**PROBLEM STATEMENT:** Each line from the one containing "Reviewer note: verify one keypoint per instance of the overcoat" through the last line of the records below is to be repeated as written, with nothing added.

**TASK DATA:**
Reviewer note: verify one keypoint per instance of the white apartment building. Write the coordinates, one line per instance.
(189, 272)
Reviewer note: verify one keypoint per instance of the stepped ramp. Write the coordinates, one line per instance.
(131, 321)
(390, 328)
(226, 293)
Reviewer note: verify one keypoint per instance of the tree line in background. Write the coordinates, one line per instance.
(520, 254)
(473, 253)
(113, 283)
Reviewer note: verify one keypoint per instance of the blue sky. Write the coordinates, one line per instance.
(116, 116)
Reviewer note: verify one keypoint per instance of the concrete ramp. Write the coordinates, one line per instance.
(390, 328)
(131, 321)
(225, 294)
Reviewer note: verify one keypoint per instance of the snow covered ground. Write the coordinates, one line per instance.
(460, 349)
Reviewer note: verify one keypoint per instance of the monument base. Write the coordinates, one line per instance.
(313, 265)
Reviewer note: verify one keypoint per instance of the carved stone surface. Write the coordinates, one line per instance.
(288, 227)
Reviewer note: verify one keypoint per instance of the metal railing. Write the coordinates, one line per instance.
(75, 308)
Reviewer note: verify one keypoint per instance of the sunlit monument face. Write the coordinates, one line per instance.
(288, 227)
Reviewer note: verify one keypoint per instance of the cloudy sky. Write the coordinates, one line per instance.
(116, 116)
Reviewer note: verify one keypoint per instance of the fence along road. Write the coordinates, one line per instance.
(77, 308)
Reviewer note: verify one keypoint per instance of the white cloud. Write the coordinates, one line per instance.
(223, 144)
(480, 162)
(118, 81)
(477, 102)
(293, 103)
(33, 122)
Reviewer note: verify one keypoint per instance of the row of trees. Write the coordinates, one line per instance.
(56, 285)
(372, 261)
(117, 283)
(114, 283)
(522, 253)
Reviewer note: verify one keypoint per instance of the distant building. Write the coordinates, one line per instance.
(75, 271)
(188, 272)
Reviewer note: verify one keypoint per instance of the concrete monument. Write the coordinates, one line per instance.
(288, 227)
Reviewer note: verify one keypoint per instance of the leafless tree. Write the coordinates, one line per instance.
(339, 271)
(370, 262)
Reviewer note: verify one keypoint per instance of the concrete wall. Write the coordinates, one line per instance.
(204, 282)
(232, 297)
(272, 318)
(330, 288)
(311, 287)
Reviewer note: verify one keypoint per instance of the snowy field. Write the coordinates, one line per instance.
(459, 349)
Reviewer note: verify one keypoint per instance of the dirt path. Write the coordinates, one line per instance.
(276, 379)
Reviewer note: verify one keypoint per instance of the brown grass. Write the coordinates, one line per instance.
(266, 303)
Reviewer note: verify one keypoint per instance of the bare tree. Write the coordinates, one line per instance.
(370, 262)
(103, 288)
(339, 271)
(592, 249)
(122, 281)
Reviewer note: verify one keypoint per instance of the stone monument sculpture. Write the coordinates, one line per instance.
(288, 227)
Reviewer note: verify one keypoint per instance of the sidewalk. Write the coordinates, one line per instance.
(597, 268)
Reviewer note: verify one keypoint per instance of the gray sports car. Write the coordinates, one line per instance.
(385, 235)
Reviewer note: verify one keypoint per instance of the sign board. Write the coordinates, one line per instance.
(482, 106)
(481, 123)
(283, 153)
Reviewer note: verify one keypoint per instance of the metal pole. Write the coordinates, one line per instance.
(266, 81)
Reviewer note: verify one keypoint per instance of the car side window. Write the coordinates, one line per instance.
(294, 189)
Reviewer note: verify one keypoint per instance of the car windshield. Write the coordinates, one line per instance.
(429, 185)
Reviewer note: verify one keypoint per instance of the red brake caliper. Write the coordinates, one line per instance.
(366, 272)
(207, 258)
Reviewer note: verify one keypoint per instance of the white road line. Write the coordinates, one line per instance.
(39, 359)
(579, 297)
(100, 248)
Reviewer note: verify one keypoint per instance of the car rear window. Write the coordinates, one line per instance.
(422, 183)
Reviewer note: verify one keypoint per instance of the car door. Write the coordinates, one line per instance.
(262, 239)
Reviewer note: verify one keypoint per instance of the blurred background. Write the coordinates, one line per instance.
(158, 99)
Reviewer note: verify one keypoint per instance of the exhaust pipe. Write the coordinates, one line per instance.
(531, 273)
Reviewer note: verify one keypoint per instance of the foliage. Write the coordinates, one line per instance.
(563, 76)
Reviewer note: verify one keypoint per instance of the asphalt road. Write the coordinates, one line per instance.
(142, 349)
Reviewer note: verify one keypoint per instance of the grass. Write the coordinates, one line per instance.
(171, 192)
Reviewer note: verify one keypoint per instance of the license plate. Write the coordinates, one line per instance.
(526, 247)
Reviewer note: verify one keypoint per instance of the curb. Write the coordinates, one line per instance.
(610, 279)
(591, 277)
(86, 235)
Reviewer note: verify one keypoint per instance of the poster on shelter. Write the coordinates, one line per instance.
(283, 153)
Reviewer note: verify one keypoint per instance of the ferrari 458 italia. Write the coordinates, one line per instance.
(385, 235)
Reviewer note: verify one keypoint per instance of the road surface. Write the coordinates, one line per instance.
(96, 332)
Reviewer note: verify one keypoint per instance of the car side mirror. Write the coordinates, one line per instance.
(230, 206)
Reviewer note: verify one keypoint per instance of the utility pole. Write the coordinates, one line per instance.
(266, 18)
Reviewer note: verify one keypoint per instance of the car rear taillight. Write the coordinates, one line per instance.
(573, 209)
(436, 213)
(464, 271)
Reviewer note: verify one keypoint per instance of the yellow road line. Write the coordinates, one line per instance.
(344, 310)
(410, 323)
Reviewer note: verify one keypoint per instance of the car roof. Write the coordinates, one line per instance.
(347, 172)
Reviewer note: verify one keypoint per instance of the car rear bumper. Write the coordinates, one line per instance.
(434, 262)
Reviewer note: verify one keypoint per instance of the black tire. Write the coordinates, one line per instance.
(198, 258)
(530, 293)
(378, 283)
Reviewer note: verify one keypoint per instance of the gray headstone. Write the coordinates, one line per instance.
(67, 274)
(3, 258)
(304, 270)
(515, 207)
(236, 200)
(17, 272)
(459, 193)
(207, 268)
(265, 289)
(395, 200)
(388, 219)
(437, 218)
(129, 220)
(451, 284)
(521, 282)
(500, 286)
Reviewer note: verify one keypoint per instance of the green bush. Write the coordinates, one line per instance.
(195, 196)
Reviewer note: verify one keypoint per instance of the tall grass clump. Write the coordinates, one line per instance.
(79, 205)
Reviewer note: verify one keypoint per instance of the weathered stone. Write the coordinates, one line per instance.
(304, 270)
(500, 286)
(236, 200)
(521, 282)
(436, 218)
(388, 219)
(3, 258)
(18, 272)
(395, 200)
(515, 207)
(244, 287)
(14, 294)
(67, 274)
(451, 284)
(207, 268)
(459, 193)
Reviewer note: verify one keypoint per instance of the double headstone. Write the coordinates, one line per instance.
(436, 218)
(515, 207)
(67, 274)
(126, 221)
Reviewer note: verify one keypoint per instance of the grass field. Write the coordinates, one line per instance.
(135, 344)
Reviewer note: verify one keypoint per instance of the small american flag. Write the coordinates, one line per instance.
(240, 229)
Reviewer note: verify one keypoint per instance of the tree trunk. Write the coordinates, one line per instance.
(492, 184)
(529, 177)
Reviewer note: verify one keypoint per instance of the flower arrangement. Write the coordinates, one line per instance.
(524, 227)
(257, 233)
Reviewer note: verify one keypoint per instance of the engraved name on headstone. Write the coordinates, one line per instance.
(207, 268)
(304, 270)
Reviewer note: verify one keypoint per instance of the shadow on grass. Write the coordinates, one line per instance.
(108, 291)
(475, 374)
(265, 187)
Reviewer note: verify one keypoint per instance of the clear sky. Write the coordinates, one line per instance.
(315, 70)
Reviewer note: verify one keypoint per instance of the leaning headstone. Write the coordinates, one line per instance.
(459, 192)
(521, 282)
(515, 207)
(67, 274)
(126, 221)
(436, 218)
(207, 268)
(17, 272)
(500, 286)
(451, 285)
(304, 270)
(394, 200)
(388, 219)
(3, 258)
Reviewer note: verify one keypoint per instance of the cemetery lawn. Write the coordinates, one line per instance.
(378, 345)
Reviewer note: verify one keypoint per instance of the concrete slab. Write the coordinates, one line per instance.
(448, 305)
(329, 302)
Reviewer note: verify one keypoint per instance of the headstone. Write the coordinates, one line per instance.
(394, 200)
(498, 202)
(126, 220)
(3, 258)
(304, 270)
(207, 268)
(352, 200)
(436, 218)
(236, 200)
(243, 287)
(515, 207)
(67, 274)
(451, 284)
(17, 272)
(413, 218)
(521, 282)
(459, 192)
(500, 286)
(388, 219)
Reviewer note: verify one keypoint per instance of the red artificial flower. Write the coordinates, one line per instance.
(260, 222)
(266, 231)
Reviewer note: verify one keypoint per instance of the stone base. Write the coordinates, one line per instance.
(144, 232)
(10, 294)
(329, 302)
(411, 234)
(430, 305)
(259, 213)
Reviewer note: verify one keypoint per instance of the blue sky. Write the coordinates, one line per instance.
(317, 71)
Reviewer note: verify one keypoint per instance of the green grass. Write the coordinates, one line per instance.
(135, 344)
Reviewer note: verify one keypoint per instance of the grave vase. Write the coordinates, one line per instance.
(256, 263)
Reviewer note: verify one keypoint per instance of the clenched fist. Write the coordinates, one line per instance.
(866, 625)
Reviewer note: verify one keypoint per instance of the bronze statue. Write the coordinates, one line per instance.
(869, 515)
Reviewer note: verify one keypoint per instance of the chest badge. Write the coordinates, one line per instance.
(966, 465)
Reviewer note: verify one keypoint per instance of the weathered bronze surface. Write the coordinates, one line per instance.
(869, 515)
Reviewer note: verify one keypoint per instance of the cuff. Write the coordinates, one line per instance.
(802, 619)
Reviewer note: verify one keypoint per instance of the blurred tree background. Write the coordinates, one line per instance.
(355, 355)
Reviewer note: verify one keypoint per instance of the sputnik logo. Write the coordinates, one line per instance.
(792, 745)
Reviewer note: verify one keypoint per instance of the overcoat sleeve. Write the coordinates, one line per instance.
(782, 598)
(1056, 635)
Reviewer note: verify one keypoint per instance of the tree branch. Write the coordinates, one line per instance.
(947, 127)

**PROBLEM SOLUTION:**
Reviewer note: verify one keypoint per instance of the overcoat sleeve. Write the coordinates, one line per instance.
(782, 598)
(1056, 635)
Reviewer note: verify one keypoint per instance of the tree branch. Write the coordinates, one line per instance.
(947, 127)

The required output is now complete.